Start of EXCERPT TO READ
The Sognefjellsvegen or Sognefjellsveien is the highest mountain pass road in Northern Europe. Part of County Road 55, it is located in Innlandet and Vestland counties in Norway.  It is a national tourist road and starts in the village of Lom in the municipality of Lom, it then travels over the Sognefjell mountain area, and it ends in the village of Gaupne in the municipality of Luster. The road was opened on 16 July 1938.  The road passes through the Jotunheimen, Hurrungane, and Breheimen mountains. The highest point is Fantesteinen at . During the winters there is a lot of snow, and so the road is closed from November through May.  The road passes between Jotunheimen National Park and Breheimen National Park.
End of EXCERPT TO READ
Start of DATA
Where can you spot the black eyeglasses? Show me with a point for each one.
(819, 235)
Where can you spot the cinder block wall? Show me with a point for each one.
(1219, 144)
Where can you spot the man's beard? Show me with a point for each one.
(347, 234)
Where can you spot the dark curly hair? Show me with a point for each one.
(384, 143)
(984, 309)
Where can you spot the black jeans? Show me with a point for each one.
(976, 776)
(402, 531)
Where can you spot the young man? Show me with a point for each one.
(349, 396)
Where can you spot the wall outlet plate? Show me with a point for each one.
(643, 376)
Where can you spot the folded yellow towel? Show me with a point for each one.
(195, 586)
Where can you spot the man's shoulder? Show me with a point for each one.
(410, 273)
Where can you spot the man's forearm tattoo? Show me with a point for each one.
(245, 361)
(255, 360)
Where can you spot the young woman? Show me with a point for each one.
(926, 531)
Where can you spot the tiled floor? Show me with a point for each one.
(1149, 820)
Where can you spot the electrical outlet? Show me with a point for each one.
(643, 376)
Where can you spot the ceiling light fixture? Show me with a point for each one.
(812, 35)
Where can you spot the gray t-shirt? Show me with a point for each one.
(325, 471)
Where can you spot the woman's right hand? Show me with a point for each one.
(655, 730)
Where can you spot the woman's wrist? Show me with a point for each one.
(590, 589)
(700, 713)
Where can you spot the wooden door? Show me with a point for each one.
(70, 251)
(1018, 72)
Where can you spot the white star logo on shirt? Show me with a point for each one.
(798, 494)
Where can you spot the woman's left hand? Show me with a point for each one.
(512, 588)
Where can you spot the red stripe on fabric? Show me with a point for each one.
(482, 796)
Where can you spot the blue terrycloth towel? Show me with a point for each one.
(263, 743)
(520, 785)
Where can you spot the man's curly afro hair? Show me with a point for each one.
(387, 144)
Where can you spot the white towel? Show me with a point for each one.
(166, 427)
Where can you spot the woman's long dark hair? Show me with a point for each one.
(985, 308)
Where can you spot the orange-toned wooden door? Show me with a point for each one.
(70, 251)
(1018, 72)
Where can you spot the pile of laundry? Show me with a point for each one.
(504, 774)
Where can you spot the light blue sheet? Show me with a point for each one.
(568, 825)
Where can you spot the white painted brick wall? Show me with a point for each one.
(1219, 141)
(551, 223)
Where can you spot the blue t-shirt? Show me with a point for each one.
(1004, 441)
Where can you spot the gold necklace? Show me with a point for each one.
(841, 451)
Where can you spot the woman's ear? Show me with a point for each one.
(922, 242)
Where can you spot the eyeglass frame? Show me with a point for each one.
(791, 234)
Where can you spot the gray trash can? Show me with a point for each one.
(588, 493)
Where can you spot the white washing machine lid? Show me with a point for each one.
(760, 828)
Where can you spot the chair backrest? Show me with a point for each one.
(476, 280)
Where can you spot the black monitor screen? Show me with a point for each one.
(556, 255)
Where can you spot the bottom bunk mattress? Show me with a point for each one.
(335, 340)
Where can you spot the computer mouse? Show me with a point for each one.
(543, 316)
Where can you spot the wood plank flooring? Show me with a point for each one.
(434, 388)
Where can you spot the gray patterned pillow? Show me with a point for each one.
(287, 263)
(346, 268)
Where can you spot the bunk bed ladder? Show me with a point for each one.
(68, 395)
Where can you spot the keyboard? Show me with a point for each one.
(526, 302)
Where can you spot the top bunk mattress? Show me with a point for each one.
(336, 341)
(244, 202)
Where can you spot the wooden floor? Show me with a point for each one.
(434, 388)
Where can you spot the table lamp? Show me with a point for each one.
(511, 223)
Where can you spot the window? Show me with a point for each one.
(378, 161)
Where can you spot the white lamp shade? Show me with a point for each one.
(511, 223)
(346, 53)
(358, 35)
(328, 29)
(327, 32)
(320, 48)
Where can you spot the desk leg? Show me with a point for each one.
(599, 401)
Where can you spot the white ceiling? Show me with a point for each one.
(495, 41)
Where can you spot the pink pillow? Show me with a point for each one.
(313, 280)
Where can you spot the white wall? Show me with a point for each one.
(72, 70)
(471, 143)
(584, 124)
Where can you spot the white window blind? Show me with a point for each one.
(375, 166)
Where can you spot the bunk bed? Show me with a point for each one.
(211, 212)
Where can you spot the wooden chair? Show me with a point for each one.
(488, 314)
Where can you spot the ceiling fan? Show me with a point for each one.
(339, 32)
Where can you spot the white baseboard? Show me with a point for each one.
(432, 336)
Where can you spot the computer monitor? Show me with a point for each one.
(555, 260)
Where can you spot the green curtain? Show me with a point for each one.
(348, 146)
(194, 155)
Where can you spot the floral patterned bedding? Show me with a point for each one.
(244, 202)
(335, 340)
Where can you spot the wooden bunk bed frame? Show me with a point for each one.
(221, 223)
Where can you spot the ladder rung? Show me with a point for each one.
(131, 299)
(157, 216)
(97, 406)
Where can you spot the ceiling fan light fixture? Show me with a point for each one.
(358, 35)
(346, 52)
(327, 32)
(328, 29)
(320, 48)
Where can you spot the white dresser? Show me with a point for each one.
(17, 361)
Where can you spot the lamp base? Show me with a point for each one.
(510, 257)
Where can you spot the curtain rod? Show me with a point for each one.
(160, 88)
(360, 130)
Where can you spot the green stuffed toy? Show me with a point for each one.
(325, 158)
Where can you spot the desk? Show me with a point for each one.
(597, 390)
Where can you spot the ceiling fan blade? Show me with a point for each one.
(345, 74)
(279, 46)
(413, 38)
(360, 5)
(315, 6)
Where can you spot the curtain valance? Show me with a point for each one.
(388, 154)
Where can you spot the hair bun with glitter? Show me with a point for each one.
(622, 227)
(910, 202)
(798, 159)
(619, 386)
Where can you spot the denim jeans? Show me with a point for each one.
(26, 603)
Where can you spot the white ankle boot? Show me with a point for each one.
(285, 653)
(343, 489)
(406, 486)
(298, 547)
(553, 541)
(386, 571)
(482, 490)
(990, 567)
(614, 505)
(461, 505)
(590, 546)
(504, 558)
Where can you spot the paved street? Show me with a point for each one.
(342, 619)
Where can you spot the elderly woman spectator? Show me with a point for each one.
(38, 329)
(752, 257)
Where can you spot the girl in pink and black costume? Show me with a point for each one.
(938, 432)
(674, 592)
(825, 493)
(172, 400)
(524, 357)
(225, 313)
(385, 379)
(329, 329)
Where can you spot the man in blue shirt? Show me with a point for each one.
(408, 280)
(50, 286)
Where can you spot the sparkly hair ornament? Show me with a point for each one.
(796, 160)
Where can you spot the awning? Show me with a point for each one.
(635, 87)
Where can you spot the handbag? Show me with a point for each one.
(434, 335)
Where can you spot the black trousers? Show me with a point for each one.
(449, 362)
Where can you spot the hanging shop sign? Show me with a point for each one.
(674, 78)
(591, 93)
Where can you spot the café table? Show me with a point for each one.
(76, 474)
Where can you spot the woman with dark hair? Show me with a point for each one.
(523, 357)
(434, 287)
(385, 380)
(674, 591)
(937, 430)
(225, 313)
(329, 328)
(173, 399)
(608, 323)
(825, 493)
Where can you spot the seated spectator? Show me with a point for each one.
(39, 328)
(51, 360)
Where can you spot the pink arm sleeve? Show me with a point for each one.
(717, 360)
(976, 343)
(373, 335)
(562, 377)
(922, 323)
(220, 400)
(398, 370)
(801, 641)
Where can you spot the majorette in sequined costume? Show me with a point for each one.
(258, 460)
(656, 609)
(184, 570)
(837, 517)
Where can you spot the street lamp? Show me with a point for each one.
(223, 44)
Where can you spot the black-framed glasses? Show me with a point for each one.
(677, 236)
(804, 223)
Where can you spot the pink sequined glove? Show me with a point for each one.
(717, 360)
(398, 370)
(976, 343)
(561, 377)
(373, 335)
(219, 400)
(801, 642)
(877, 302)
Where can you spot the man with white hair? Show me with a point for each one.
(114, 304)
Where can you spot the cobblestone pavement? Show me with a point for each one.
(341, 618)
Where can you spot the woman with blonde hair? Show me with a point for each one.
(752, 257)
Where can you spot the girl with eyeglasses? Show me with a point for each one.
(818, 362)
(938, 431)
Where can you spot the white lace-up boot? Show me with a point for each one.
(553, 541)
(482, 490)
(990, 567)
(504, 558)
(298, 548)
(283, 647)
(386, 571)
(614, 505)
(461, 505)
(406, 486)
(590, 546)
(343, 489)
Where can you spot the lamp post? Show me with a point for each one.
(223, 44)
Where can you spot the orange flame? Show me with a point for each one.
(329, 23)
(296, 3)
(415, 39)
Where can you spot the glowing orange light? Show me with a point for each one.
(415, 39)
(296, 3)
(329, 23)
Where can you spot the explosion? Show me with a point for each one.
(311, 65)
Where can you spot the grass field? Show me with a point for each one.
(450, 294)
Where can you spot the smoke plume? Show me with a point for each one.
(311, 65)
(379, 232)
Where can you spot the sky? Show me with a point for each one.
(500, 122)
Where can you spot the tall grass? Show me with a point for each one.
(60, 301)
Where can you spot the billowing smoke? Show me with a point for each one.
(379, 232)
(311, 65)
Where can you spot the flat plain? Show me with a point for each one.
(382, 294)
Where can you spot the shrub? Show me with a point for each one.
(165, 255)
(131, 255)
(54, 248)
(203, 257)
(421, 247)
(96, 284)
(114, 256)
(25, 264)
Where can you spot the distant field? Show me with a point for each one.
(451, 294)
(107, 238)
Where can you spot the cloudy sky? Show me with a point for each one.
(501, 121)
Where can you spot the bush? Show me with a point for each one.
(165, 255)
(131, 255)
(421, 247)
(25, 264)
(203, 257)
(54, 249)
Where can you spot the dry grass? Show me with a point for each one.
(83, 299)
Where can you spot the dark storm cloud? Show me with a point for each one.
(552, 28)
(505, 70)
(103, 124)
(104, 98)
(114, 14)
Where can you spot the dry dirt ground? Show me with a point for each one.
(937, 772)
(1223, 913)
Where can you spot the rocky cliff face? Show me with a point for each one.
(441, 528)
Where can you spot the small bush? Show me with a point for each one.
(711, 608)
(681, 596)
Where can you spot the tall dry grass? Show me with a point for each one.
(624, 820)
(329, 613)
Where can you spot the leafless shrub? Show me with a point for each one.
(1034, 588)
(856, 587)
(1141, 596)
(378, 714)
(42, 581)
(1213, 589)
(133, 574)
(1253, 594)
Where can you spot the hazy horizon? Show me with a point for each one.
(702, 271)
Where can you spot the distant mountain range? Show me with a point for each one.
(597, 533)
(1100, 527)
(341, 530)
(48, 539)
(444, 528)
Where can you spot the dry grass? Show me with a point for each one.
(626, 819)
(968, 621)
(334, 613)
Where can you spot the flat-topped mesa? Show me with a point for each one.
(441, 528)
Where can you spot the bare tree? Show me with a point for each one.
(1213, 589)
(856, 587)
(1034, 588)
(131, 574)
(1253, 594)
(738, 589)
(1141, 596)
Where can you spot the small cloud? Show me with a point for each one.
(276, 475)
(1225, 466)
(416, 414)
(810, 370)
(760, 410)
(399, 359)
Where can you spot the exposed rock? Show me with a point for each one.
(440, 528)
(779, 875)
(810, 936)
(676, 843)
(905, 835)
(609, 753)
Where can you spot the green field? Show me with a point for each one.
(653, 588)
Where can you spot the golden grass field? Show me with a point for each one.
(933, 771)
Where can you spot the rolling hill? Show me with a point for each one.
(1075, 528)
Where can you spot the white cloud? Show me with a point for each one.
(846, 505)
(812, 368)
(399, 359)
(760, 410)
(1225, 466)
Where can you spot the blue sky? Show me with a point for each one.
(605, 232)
End of DATA
• PROBLEMS TO WORK ON:
1. From the text about the Sognefjellsvegen, list the mountains named in the sentence that begins "The road passes through the Jotunheimen".
2. Recast the paragraph of the Sognefjellsvegen text that opens with "The Sognefjellsvegen or Sognefjellsveien" as a bulleted list of its main facts.

• TASK RESULTS:
1.
- Jotunheimen
- Hurrungane
- Breheimen

2.
- Highest mountain pass road in Northern Europe
- Part of County Road 55, in Innlandet and Vestland counties, Norway
- A national tourist road
- Runs from the village of Lom (Lom municipality) over the Sognefjell mountain area to the village of Gaupne (Luster municipality)
- Opened on 16 July 1938
- Passes through the Jotunheimen, Hurrungane, and Breheimen mountains
- Highest point: Fantesteinen
- Closed from November through May because of heavy winter snow
- Runs between Jotunheimen National Park and Breheimen National Park